Task goal: What is needed is an exact copy of all the entries.
────
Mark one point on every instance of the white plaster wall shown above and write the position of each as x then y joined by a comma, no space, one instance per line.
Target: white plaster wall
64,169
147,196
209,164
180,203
────
Response for this exercise:
Mark one point on every instance of the white plaster wall shown above and write the position of each as x then y joined by a comma, no space, one instance per line.
Target: white plaster wall
64,169
147,196
209,164
180,203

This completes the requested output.